Quoted text.

## Start

DE RUEHDM #0100/01 0340935
ZNY CCCCC ZZH
P 030935Z FEB 10
FM AMEMBASSY DAMASCUS
TO RUEHC/SECSTATE WASHDC PRIORITY 7310
INFO RUCNIRA/IRAN COLLECTIVE

C O N F I D E N T I A L DAMASCUS 000100

SIPDIS

LONDON FOR MILLER, PARIS FOR NOBLES

E.O. 12958: DECL: 02/03/2020
TAGS: PTER PREL PGOV SY IR
SUBJECT: WORRIED AT THE IRANIAN EMBASSY? DIPLOMATS REPORT
CONCERN OVER SARG-US ENGAGEMENT

REF: A. 09 DAMASCUS 880
B. 09 DAMASCUS 884
C. DAMASCUS 41

Classified By: CDA Charles Hunter For Reasons 1.4 (b) and (d).

1. (C) SUMMARY: Syria-based diplomats report that the Iranian
Embassy in Damascus is concerned about the SARG's increased
engagement with the United States and moderate regional
states like Saudi Arabia and Turkey. After three American
delegations met with President Bashar al-Asad and visiting
American delegations, our contacts said generally
tight-lipped diplomats stationed at the Iranian Embassy had
expressed displeasure over the increasing frequency of USG
visits to Damascus while warning their diplomatic
counterparts the U.S. was attempting to divide Iran from its
Syrian allies. Arab diplomats also provided us additional
details regarding conversations between Iranian Foreign
Minister Manouchehr Mottaki and SARG officials during his
January 11 visit to Syria that highlight potential policy
differences between Tehran and Damascus. END SUMMARY.

IRANIAN CONCERN ABOUT AMERICAN ENGAGEMENT

2. (C) Following a string of visits by Iranian officials to
Damascus the past two months, Arab diplomats told us the
Iranian visits reflected growing insecurity in Tehran over
whether Syria's engagement with moderate states like Turkey
and Saudi Arabia would reduce Iran's influence with the SARG
(reftels). Diplomats at a range of regional embassies agreed
that continued U.S.-SARG engagement threatened Iranian
interests in Syria, and the Tehran regime was reacting with
displeasure. "The Iranians are watching closely to see if
America is making a move on its relations with Syria,"

## End

Data extract.
## Start

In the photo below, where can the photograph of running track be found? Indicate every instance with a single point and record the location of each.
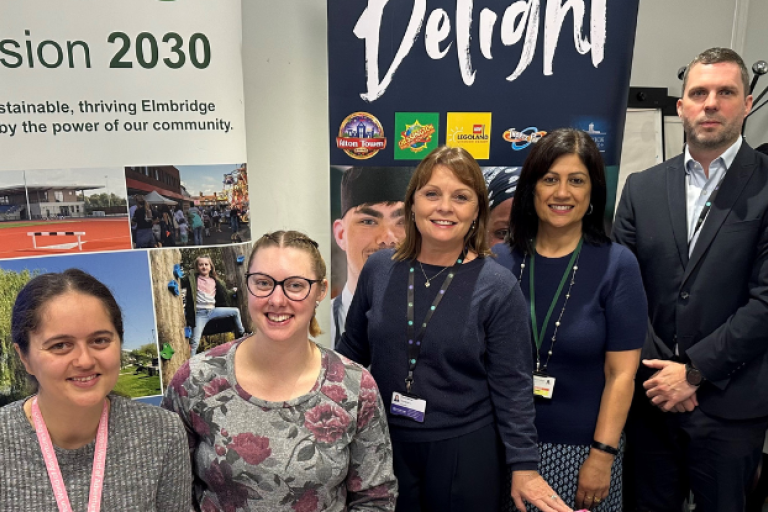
(63, 211)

## End

Objective. Copy the embassy cable above word for word, from "LONDON FOR MILLER, PARIS" up to and including "(b) and (d).".

Response to the task.
LONDON FOR MILLER, PARIS FOR NOBLES

E.O. 12958: DECL: 02/03/2020
TAGS: PTER PREL PGOV SY IR
SUBJECT: WORRIED AT THE IRANIAN EMBASSY? DIPLOMATS REPORT
CONCERN OVER SARG-US ENGAGEMENT

REF: A. 09 DAMASCUS 880
B. 09 DAMASCUS 884
C. DAMASCUS 41

Classified By: CDA Charles Hunter For Reasons 1.4 (b) and (d).